▸ Page excerpt
□ □ □ □ □ □ □

I am proud to say that I've been gluten-free for a little over month! As anyone who has tried to go gluten-free or make any kind of lifestyle change knows - it's tough! Every day it gets a little easier and every little change is cause for a celebration.
During that time I've confronted several challenging situations. Dinner at Red Lobster where I didn't eat the cheddar biscuits, a work training where I sat in front of a table full of pastries, a potluck with cookies, cakes, and pies, plus tons of other small encounters where I had a choice between staying gluten-free or eating gluten.
I thought I would write a blog sharing the coping skills I've used for myself to reach this accomplishment. No skill works every time, in every setting, or for every person. That's why having a series of skills to chose from helps lead to success.
Most of my coping skills are skills I've gathered from my work as a therapist. I recommend my client's to use these every day in their lives - it only made sense to use them on myself!

□ □ □ □ □ □ □

▸ Data under study
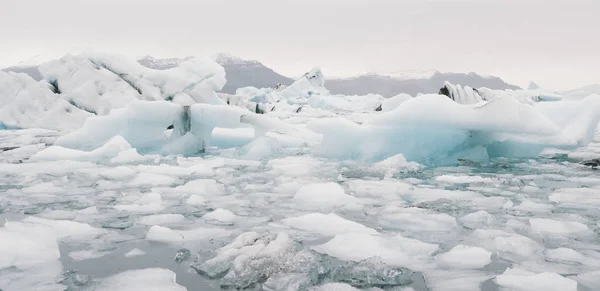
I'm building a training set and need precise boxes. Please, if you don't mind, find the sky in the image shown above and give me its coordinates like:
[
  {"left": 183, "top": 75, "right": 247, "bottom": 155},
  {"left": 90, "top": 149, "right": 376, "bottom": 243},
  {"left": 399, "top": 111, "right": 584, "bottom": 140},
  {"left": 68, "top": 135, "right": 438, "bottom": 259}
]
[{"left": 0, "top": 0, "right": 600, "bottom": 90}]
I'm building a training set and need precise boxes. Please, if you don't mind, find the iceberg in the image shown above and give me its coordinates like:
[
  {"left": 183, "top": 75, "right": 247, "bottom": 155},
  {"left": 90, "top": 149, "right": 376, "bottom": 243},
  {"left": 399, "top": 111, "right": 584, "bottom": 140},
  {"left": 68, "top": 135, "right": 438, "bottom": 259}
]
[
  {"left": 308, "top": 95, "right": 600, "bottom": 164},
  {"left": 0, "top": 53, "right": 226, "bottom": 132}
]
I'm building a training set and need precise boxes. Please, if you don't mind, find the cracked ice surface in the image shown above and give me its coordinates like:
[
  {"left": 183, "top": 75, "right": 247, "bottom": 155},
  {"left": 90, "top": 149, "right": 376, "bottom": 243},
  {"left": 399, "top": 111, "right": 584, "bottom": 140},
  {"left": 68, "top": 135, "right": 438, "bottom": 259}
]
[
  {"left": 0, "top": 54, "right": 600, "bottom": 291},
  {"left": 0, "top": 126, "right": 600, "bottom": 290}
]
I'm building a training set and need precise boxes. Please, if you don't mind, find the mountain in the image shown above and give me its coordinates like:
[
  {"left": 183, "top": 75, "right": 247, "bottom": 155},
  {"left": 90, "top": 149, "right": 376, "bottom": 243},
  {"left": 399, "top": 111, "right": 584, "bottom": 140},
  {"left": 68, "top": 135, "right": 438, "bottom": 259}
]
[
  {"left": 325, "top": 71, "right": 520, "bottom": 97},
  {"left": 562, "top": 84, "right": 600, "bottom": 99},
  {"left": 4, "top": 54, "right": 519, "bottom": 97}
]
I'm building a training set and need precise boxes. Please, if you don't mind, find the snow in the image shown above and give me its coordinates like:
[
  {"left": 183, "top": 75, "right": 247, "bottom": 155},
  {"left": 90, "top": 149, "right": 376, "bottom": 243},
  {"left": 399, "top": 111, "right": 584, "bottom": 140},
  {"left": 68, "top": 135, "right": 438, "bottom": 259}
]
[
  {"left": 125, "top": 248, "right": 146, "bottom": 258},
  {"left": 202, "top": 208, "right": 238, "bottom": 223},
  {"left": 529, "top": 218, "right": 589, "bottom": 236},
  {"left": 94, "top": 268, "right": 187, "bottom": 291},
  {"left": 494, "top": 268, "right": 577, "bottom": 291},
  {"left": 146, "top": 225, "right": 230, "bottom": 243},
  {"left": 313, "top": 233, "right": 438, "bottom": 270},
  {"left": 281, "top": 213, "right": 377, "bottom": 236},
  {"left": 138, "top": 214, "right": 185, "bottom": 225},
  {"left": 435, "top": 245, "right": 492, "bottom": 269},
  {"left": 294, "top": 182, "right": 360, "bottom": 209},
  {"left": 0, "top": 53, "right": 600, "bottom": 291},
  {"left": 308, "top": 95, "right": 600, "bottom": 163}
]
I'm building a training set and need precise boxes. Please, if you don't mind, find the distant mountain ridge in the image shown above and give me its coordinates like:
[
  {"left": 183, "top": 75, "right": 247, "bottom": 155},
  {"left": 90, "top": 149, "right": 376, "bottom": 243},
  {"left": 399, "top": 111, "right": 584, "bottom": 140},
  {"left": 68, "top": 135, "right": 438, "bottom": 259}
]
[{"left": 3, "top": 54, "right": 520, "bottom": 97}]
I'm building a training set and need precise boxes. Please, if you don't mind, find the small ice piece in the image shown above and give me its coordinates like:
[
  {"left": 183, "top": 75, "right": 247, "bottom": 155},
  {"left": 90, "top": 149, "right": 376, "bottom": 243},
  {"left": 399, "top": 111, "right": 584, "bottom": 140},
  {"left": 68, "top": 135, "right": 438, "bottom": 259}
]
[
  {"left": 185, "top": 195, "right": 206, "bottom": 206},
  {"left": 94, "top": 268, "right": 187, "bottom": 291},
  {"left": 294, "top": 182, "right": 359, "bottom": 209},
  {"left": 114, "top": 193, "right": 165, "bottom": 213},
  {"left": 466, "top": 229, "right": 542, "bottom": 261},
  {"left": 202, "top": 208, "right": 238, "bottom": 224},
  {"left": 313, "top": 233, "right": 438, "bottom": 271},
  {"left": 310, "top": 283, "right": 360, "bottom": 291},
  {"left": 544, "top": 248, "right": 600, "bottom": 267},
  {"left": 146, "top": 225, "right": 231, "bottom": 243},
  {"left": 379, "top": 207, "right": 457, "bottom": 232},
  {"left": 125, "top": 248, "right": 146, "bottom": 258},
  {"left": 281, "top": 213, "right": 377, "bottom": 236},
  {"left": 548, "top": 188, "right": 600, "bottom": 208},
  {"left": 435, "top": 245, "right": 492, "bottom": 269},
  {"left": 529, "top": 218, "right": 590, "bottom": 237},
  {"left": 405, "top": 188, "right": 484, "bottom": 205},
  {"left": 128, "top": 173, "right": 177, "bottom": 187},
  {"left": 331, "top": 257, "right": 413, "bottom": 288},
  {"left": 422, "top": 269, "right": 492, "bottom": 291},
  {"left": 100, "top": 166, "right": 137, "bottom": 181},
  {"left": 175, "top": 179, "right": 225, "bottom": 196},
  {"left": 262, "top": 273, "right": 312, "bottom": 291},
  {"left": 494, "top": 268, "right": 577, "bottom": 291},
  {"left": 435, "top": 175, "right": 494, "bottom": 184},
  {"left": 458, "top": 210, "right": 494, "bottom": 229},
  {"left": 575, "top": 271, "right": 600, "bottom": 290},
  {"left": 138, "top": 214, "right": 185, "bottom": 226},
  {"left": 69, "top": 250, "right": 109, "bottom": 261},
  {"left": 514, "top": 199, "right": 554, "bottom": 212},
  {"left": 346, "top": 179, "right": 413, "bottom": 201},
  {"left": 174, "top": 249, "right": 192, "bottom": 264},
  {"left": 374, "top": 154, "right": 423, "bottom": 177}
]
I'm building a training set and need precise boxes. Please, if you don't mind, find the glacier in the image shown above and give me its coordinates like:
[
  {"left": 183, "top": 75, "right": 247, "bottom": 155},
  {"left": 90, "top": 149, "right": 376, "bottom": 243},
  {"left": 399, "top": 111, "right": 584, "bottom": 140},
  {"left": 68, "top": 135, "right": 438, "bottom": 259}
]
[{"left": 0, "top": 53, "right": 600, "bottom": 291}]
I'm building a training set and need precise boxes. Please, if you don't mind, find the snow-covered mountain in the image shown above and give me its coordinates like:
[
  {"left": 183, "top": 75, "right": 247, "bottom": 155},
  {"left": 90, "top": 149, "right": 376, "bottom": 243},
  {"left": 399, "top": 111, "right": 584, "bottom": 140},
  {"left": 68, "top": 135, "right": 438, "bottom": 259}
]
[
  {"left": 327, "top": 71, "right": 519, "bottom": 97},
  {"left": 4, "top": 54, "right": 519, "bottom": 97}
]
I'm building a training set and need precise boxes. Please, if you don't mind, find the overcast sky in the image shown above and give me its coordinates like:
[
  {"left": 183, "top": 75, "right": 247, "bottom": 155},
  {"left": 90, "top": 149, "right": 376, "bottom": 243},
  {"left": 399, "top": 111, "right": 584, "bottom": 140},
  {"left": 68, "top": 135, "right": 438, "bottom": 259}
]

□ □ □ □ □ □ □

▸ Exercise 1
From the gluten-free post, retype the passage starting with "During that time" and going on through "them on myself!".
▸ Exercise 2
Translate this sentence from the gluten-free post into Spanish: "No skill works every time, in every setting, or for every person."

▸ Result 1
During that time I've confronted several challenging situations. Dinner at Red Lobster where I didn't eat the cheddar biscuits, a work training where I sat in front of a table full of pastries, a potluck with cookies, cakes, and pies, plus tons of other small encounters where I had a choice between staying gluten-free or eating gluten.
I thought I would write a blog sharing the coping skills I've used for myself to reach this accomplishment. No skill works every time, in every setting, or for every person. That's why having a series of skills to chose from helps lead to success.
Most of my coping skills are skills I've gathered from my work as a therapist. I recommend my client's to use these every day in their lives - it only made sense to use them on myself!

▸ Result 2
Ninguna habilidad funciona siempre, en todos los contextos ni para todas las personas.